Stated goal => Reproduce all of the rows below word for word, leaving out the pictures.

Exercise data =>

○ ○ ○ ○ ○ ○ ○

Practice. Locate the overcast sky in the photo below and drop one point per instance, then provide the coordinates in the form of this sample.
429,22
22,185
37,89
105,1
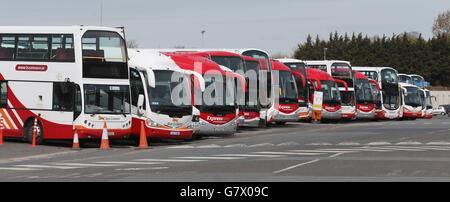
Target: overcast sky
274,25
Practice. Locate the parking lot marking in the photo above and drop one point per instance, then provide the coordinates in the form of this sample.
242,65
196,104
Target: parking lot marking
210,157
295,166
138,169
251,155
288,153
129,162
171,160
12,168
84,164
48,166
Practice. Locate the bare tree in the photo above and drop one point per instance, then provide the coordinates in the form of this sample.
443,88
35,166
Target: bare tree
442,24
132,44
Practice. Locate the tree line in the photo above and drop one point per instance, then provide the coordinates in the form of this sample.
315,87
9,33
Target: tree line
406,53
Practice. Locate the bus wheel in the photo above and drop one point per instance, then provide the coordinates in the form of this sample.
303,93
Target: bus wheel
280,123
29,130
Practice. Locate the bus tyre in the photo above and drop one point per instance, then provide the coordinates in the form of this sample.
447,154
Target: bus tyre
28,133
263,123
280,123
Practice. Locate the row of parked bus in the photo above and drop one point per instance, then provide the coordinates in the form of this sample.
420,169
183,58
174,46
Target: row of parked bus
83,77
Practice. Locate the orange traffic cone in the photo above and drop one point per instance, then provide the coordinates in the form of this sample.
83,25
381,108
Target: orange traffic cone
143,140
105,143
33,144
1,130
76,144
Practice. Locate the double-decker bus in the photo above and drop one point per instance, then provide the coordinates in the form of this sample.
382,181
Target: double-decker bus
217,105
391,100
418,80
412,101
404,78
364,93
166,107
302,89
340,70
234,66
331,101
284,106
263,101
251,107
429,105
66,77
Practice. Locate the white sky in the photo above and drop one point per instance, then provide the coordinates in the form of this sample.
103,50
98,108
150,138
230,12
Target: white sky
274,25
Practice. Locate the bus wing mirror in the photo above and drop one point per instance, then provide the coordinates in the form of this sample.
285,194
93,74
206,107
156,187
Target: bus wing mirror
151,78
343,82
140,104
301,76
376,83
199,83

○ ○ ○ ○ ○ ○ ○

Result of the task =>
Practice. Locate the overcast sky in the photo below and drop one point per instance, then provide the coordinates in the form of this sample.
429,22
22,185
37,89
105,1
Target: overcast sky
274,25
Practice. Locate the parking lot marking in the photo above and drop one point per instance, then provide the coordinates in the form of this sample.
242,65
196,104
Target: parking lot marking
210,157
295,166
138,169
251,155
288,153
129,162
171,160
12,168
84,164
48,166
Practice. Locate the bare tree in the photo above and drop one point per instance, then provide the coordinates in the form of this sample.
443,88
35,166
Target: bare tree
442,24
132,44
Practice. Locate the tree line in the photo above and drop one point per instance, then provide the coordinates in the form of this sample.
315,87
9,33
Target: tree line
406,53
Practice. Locate the bus wheel in the photo above and drop one point per instance, then provide the coordinates in the form of this sample.
303,93
Target: bus wheel
280,123
29,130
Practice. Locate the bus tyre in the photo above and drop one point per instance, then provide the coordinates in the form of this sample.
447,154
Target: bus tyre
28,133
263,123
280,123
Practice. Locate the row of parked bus in the photo above and drop one point per instance, then provide the coordinates in the form of this sample.
420,169
183,58
174,46
Target: row of parked bus
83,77
Practice. Locate the orange traffic cone in the photo above and drop one point per instance, then provide the coordinates in the form of this sample.
83,25
381,108
Target: orange traffic cone
143,140
105,143
33,144
1,130
76,144
Practice. Locate the double-decker bus in the photo above and drop one point per instance, then provide the coordinates in the form of this sample.
382,181
Target: double-decker bus
217,105
391,100
418,80
412,101
404,78
364,93
166,107
302,89
340,70
234,66
331,101
284,106
263,101
251,107
429,105
66,77
Practice. Locate the white sky in the photo above and drop one point per instance, then provide the coordinates in the form of this sample.
103,50
98,108
150,138
230,12
Target: white sky
274,25
Practice. Locate the bus wing mirror in the photo above and drop one point per instance, then provide the coordinates in the form of this sample.
285,194
93,74
206,107
156,187
Target: bus wing mirror
151,78
343,82
140,104
301,76
376,83
199,83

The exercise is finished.